** Passage to read follows **
Certain neurons are especially susceptible to ALS and frontotemporal dementia, researchers discover

Amyotrophic lateral sclerosis (ALS) and frontotemporal dementia (FTD) belong to a spectrum of neurodegenerative diseases with overlapping symptoms, characterized by muscle wasting, paralysis, dementia, and other serious impairments. There are currently no effective treatments.

Many patients have a common hallmark: A protein called TDP-43 clumps together in the neurons of the brain to form tiny lumps. Researchers at DZNE and Ulm University Hospital, together with international experts, have now discovered that these pathological changes primarily affect certain cells.

These findings, published in Nature Communications, could contribute to the development of new therapies.

For their study, the research team led by Prof. Karin Danzer examined brain tissue from deceased patients with ALS, with a mixed form of ALS and FTD, as well as from individuals who had not shown neurological symptoms during their lifetime.
** End of Passage to read **
Required work:
**A.** Answer from the article on ALS and frontotemporal dementia:
(i) Which protein clumps together in the neurons of many patients?
(ii) In which journal were the findings published?
(iii) Who led the research team?
**B.** Write the next part of the article on ALS and frontotemporal dementia, following on from its last sentence.
** Given entries follows **
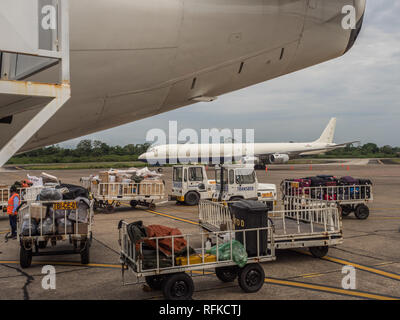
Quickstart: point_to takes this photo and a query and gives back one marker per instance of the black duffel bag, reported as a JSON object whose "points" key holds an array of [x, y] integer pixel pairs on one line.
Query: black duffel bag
{"points": [[73, 191]]}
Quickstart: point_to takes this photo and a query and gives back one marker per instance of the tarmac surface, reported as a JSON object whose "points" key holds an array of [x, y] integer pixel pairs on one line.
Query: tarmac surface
{"points": [[371, 246]]}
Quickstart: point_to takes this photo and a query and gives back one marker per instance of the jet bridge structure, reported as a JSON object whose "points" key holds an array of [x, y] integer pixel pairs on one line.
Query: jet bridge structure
{"points": [[34, 36]]}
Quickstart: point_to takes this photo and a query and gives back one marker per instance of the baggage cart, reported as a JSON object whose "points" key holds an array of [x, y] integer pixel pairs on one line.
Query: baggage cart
{"points": [[4, 196], [350, 198], [316, 226], [30, 194], [110, 195], [34, 237], [174, 277]]}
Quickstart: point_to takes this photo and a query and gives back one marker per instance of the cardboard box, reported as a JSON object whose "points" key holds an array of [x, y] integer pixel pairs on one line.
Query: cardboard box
{"points": [[195, 259], [38, 211], [61, 228], [80, 228], [103, 176], [151, 187]]}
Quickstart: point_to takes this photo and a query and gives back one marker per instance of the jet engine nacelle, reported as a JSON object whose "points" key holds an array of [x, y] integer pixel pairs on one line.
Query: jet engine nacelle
{"points": [[278, 158], [250, 160]]}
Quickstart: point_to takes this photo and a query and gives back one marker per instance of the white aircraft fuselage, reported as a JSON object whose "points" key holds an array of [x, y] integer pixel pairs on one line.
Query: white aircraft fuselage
{"points": [[135, 59]]}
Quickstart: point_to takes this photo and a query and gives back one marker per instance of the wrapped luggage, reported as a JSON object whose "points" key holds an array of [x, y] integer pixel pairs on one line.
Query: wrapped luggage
{"points": [[50, 194], [29, 227], [81, 214], [47, 226]]}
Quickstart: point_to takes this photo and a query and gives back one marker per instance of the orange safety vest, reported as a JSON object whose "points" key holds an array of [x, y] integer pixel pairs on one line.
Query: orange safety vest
{"points": [[10, 206]]}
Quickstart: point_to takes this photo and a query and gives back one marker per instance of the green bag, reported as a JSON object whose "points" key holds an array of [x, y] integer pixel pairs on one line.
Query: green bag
{"points": [[239, 254]]}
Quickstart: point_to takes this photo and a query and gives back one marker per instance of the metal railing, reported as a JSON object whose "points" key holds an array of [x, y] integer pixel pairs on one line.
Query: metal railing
{"points": [[318, 216], [129, 190], [41, 211], [132, 254], [30, 193], [345, 193], [215, 214]]}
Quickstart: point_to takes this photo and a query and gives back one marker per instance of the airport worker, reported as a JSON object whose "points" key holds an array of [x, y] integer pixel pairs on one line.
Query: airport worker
{"points": [[12, 210]]}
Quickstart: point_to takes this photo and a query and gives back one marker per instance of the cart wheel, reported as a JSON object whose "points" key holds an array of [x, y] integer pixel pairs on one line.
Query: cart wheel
{"points": [[155, 282], [319, 252], [362, 212], [178, 286], [346, 210], [110, 208], [192, 198], [25, 257], [226, 274], [85, 254], [251, 278], [42, 244], [133, 203]]}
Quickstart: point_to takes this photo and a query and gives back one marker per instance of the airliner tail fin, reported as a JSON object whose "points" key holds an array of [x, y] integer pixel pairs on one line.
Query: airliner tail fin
{"points": [[329, 132]]}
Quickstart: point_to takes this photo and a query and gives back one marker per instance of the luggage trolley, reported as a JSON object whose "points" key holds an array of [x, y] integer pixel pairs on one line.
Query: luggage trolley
{"points": [[350, 198], [4, 195], [30, 194], [34, 237], [111, 194], [173, 275], [315, 226]]}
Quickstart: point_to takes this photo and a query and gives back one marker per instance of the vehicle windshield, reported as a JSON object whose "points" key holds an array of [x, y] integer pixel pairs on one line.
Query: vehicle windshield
{"points": [[178, 174], [245, 176], [195, 174], [218, 176]]}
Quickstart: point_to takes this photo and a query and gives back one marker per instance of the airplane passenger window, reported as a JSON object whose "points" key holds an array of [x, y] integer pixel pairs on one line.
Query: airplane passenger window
{"points": [[178, 174]]}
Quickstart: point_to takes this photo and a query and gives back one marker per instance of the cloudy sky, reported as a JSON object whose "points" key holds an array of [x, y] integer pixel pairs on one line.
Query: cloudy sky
{"points": [[361, 89]]}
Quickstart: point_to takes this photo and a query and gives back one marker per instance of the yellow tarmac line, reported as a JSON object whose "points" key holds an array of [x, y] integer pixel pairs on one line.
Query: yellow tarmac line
{"points": [[303, 285], [74, 264], [384, 218], [287, 283], [383, 273], [172, 217]]}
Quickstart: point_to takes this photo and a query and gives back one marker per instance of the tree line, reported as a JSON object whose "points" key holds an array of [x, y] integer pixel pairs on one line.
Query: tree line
{"points": [[98, 151], [368, 150], [85, 151]]}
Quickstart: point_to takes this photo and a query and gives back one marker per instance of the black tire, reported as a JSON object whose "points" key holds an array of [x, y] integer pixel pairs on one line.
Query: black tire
{"points": [[42, 244], [133, 203], [25, 257], [178, 286], [110, 209], [155, 282], [361, 212], [251, 278], [227, 274], [346, 210], [192, 198], [319, 252], [85, 253]]}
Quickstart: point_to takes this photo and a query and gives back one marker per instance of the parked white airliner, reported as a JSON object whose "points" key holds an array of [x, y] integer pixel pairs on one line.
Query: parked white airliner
{"points": [[132, 59], [254, 153]]}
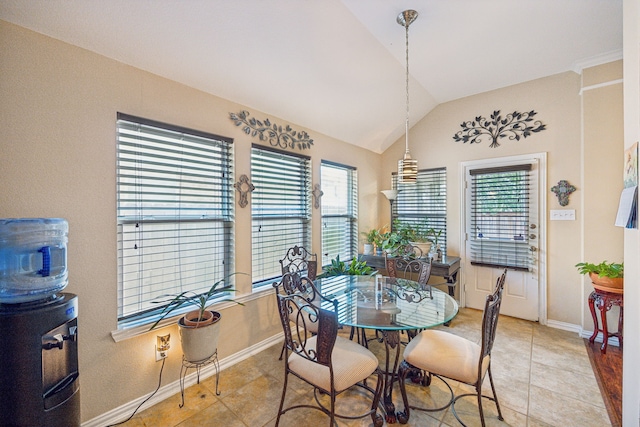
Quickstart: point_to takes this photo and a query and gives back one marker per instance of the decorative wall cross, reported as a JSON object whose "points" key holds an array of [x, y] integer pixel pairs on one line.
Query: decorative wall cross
{"points": [[317, 195], [244, 187], [563, 190]]}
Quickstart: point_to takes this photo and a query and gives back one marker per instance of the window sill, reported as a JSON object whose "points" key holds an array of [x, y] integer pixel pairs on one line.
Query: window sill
{"points": [[134, 331]]}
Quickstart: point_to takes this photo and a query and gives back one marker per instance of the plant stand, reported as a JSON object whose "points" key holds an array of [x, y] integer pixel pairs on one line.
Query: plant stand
{"points": [[603, 301], [186, 365]]}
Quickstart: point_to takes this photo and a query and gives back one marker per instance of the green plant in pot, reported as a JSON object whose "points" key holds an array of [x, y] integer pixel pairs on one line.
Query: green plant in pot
{"points": [[354, 268], [199, 328], [606, 276]]}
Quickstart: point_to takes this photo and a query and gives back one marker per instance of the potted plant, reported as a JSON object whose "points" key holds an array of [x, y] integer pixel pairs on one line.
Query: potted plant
{"points": [[608, 277], [370, 236], [199, 328], [354, 268]]}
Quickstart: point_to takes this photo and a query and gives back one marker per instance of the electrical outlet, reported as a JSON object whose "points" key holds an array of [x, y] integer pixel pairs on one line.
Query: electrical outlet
{"points": [[163, 344]]}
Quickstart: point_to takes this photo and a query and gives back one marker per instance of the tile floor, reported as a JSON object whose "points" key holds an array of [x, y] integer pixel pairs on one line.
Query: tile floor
{"points": [[543, 378]]}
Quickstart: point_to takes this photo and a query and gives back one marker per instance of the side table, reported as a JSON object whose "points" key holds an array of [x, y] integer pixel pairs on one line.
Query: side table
{"points": [[603, 301]]}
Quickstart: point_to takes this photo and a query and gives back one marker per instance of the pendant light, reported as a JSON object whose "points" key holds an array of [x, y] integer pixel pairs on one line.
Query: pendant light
{"points": [[407, 167]]}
** End of Given entries **
Task results:
**A.**
(i) TDP-43
(ii) Nature Communications
(iii) Prof. Karin Danzer

**B.**
All samples came from the “motor cortex,” a brain area responsible for movement control. In total, neurons from around 80 individuals in Germany, the Netherlands, Scotland, and the United States were analyzed using advanced techniques.

“In ALS, as well as in the mixed form of ALS and FTD, TDP-43 deposits occur in different regions of the brain. However, the motor cortex is particularly relevant for movement disorders, which is why we focused on this area,” explains Karin Danzer, a research group leader at DZNE’s Ulm site and at Ulm University Hospital. The researchers found that not all neurons in this area are equally affected.

“The protein aggregates occur predominantly within excitatory cells, that is, within neurons that serve to transmit and amplify nerve signals. These cells seem to be particularly susceptible to the disease. This phenomenon is referred to as selective vulnerability and has been known for a long time in the field. In addition, within the affected neurons, we found five subgroups. Each of these is impacted by the disease in a specific way,” explains Danzer.

Disease mechanisms

The findings are based on the “transcriptome” of affected neurons. This molecular fingerprint provides information about which genes are active in affected cells and therefore enable to distinguish pathological processes in different cells. Based on this signature, the researchers were also able to identify cell type-specific changes.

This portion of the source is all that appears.